Problem requirements = Copy every one of the records below word for word, omitting the pictures.

Information supplied =
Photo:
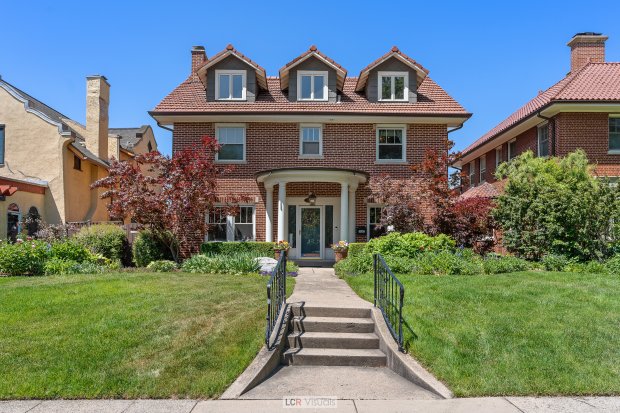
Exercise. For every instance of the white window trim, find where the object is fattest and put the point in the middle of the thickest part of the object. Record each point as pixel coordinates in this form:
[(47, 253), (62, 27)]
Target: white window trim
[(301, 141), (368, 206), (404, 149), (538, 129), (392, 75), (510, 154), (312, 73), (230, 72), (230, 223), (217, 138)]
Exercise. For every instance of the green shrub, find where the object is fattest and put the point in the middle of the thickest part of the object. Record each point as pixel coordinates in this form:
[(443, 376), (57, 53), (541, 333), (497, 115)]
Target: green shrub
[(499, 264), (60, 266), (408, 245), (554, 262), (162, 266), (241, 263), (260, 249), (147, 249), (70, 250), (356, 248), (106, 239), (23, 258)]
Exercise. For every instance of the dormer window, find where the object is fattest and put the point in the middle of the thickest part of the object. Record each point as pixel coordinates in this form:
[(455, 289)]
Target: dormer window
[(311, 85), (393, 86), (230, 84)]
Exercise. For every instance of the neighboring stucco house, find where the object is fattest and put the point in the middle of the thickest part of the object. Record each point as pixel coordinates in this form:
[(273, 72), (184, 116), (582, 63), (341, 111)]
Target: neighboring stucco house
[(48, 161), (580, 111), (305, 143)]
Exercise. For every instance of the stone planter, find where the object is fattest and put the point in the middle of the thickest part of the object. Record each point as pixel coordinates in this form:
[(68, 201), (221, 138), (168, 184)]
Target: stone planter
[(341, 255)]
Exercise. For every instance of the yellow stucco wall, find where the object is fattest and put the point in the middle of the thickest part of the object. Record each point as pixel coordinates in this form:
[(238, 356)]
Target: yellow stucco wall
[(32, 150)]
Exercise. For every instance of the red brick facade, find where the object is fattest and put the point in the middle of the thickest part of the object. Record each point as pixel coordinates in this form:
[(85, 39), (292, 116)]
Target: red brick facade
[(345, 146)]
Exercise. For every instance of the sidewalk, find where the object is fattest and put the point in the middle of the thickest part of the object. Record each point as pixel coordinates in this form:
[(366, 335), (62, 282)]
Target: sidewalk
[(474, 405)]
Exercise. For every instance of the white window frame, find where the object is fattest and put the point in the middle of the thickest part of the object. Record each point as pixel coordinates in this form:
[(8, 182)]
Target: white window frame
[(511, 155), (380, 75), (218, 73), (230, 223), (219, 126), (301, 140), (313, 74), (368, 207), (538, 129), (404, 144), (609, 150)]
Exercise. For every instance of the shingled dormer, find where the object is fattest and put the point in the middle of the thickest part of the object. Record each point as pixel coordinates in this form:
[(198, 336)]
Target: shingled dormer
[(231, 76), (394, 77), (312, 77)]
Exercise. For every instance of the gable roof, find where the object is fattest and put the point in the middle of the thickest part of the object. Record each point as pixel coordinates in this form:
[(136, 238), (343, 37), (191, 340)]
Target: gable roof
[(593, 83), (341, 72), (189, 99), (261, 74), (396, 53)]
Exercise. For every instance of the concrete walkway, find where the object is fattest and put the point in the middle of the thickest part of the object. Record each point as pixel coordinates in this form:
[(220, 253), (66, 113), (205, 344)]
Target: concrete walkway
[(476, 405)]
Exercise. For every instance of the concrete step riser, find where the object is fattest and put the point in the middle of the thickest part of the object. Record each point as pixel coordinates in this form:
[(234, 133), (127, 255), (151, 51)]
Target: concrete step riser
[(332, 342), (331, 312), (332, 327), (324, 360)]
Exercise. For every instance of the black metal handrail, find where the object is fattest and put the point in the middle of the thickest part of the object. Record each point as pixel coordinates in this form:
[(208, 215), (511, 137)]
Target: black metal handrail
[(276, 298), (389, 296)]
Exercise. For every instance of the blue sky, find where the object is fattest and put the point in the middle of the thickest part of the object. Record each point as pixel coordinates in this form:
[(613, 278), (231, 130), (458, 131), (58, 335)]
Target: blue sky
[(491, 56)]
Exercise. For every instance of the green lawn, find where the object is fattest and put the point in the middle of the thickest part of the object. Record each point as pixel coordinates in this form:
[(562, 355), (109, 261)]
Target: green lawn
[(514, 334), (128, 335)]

Result of this exercise =
Photo:
Exercise. For every instance of the white window trim, find where the object is fattest and put the point in the middle of the thickest part of the object. Record each point as pixel coordinates in this form:
[(47, 253), (62, 27)]
Target: white window trim
[(301, 141), (368, 206), (404, 149), (538, 129), (392, 75), (510, 154), (312, 73), (230, 72), (230, 223), (217, 138)]
Exercise. For every instance of the green shrub, find where the object is fattest and put the point in the middle of the thickest part of the object. Record each point as pixel coordinates in this form:
[(443, 376), (57, 53), (541, 333), (497, 115)]
Target: green shrub
[(499, 264), (60, 266), (408, 245), (554, 262), (162, 266), (241, 263), (260, 249), (147, 249), (70, 250), (356, 248), (106, 239), (23, 258)]
Exercise. For every instance of the dormer window, find where the object is fattest and put the point in the middle of the thickest part of the object. Record each point as pixel coordinates in this form:
[(455, 289)]
Target: dormer window
[(311, 85), (393, 86), (230, 84)]
Exercise. For every instance of the neighboring stucco house, find where the object is fattest and put the point in the middle of the thickest part of the object. Record each point as pixel coordinates in this form:
[(273, 72), (184, 116), (582, 63), (341, 111)]
Target: neighboring stucco house
[(48, 161), (580, 111), (305, 143)]
Exercise. For every instance of the stone planter, find where the object is fattest and put the point in the middle of the thickest part of the object. Record each point as pixel coordinates in this form:
[(68, 201), (221, 138), (168, 184)]
Target: stone planter
[(341, 255)]
Exercise. For every instance of the yellow stucco wall, find where the object is fattest and put the point in the middle of the thickest part of the object. Record each point as pixel coordinates in this form:
[(238, 356)]
Target: yellow stucco wall
[(32, 150)]
Exercise. For every instance of the red brick facade, find where the object is fattest and put the point in the middle of the thickest part of the object. Record each point as pixel coordinates in this form:
[(85, 39), (292, 116)]
Target: red brick facade
[(345, 146)]
Exercise. For every instance of the sidewalk, find where the object is fattest and put the point in the middle of the thickest part of the object. Record each point as pixel coordinates in this form:
[(366, 335), (62, 282)]
Target: sidewalk
[(474, 405)]
Exercise. For every instance of the white window frame, find where the object is fattest and put the point in the middle of the thickest part of the object. Record each point as pixel coordinates in this form:
[(8, 182)]
Target: white window frame
[(511, 155), (380, 75), (218, 73), (230, 223), (219, 126), (301, 140), (313, 74), (368, 207), (538, 129), (404, 144), (609, 150)]
Exercise. For every instance of the shingled dormer, find where the object is fattest and put the point in the middle of the thickest part of the object. Record each point as pixel coordinates in this form:
[(198, 336)]
Target: shingled dormer
[(231, 76), (394, 77), (312, 77)]
Exercise. For every instance of the gable roof, find where the object is fattest and put the point in the middle of the thickest part of the object. Record each point as pixel coordinates in this form:
[(136, 238), (343, 37), (191, 340)]
Target: gable roof
[(593, 83), (341, 72), (189, 99), (261, 74), (396, 53)]
Exercise. For every instance of the concrete walkway, find where the object is fattest and put the point in the middle of the thickest part of the object. Record each point as pixel coordinates in this form:
[(220, 253), (66, 113), (205, 344)]
Target: concrete walkway
[(476, 405)]
Exercise. For every instance of the concrete step riser, find where the object is fattest and put the point in the middle of the thickest part of the object. Record each point as pixel coordinates in this form:
[(234, 133), (127, 255), (151, 51)]
Target: concrete step riser
[(332, 342), (331, 312), (332, 327), (324, 360)]
Exercise. For every instance of the black metal handrail, find where the object is fattest and put the point in the middle of the thickest part of the object. Record each point as pixel coordinates in this form:
[(208, 215), (511, 137)]
Target: black metal handrail
[(276, 298), (389, 296)]
Exercise. For every instance of the blue sky, find where the object is fattest and put the point in the middle of the thickest part of the object. Record each point as pixel coordinates in this form:
[(613, 278), (231, 130), (458, 131), (58, 335)]
Target: blue sky
[(491, 56)]
Exercise. For every instance of the green lawn, find where the object is fattest and put the point in the middle of the thickest part of the object. Record each point as pixel coordinates in this form:
[(562, 355), (109, 261)]
Target: green lawn
[(514, 334), (128, 335)]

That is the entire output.